Excerpts from an object detection dataset:
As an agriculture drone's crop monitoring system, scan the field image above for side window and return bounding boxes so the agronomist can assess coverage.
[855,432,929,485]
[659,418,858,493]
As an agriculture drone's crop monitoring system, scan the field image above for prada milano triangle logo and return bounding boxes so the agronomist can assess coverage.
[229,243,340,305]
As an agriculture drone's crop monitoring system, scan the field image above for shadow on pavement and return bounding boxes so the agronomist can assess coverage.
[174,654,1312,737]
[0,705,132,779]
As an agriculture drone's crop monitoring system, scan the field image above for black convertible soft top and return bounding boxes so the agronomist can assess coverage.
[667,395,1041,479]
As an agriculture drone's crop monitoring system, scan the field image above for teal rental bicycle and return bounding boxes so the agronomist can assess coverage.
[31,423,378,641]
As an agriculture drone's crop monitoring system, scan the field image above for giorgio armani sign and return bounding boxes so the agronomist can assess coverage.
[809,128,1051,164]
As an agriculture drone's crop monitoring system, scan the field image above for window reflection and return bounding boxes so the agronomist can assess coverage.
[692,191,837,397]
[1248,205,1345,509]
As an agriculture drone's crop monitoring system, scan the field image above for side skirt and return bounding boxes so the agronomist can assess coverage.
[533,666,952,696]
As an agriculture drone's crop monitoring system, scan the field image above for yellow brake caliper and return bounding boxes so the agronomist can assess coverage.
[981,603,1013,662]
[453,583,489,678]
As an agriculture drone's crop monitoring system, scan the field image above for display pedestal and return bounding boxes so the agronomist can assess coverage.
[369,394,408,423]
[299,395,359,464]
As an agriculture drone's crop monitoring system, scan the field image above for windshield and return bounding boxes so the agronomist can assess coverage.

YOUR TASK:
Extract every entry above and reproduce each one word for word.

WRITTEN REPLY:
As an agriculture drone's crop monitoring system, scan the field image above for side window and return bounding boxes so the agronomist can assess coverage.
[855,432,929,485]
[659,418,858,493]
As an agriculture drone's crop monitoring system, scan the field image above for prada milano triangle logo and return bounding boxes so the agronomist can assess coverage.
[229,243,340,305]
As an agriculture drone's crop monitoring system, scan the field image above for shadow on pavement and return bounding boxes so the agronomist can assess coverage.
[174,654,1312,737]
[0,705,132,779]
As an agriculture drone's crop monitoring system, scan the field image above for black convertible soft top and return bounding boxes so the agronomist can assess coverage.
[667,395,1041,479]
As an agriculture drone's crop monitoring system, scan the field image above for teal rental bicycle and return bounding boxes so the agronomist can assess coverage.
[31,423,378,641]
As an agriculture drone's crop monitoring system, scan the field image above for giorgio armani sign and return bounding boxes so the agronomist can assess coverage.
[809,128,1051,164]
As an agriculture drone's crop monitoring system, scan the field image above for window reflection and return bounding boxes so the agronomist can assess coverage.
[692,191,837,397]
[1248,205,1345,509]
As an agriculture drone's crop monitoring system, scan the field image above for side skirt and return bounding boxes so the agronomist can assess coverage.
[533,666,952,696]
As an agriculture drone's crop monitoring system, scan the field image above for yellow brake caliper and return bounding boxes so the agronomist can assess coverage.
[981,603,1013,662]
[453,583,489,678]
As an agriculture drone's crop monitoring system, scan the field image above for display pedestal and return bounding boxes so the agronomist can assess coverage.
[369,394,408,423]
[299,395,359,464]
As an agriculture drone's crop monitoring system, scan the field image above for windshield and return bounding boxes so the agronomist can assess coverage.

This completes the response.